(Rows from a dataset)
• • • •
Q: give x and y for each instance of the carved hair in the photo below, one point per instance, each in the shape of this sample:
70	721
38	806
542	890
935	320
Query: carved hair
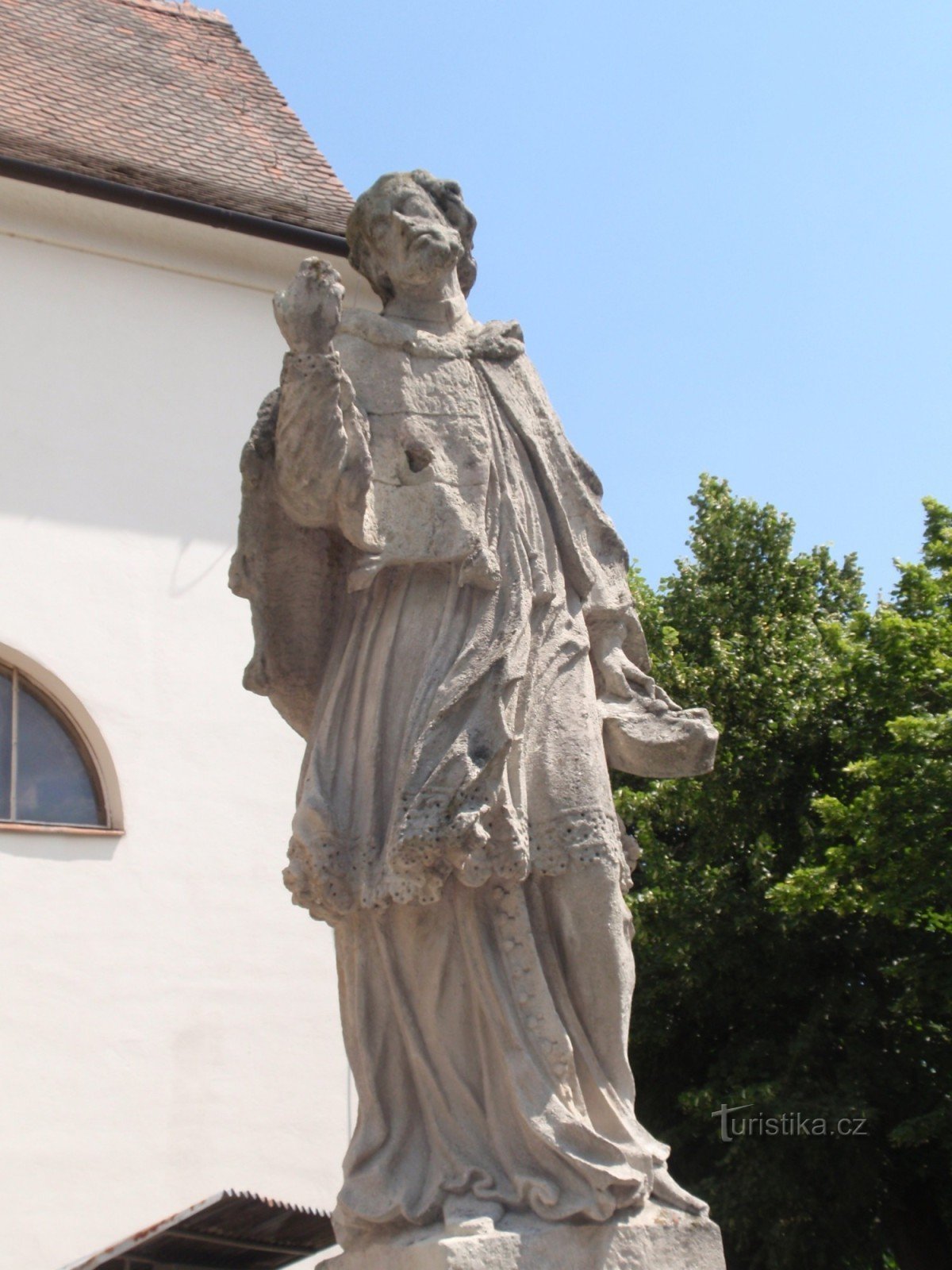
446	197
• • • •
Given task> Reproduce the listing above line for line without changes, omitting the pictures.

Exercise result>
Q: give x and y for each instance of the carved hair in the photo below, one point per instance, each in the shape of this sample:
70	721
38	806
542	890
935	320
Query: carved hair
446	197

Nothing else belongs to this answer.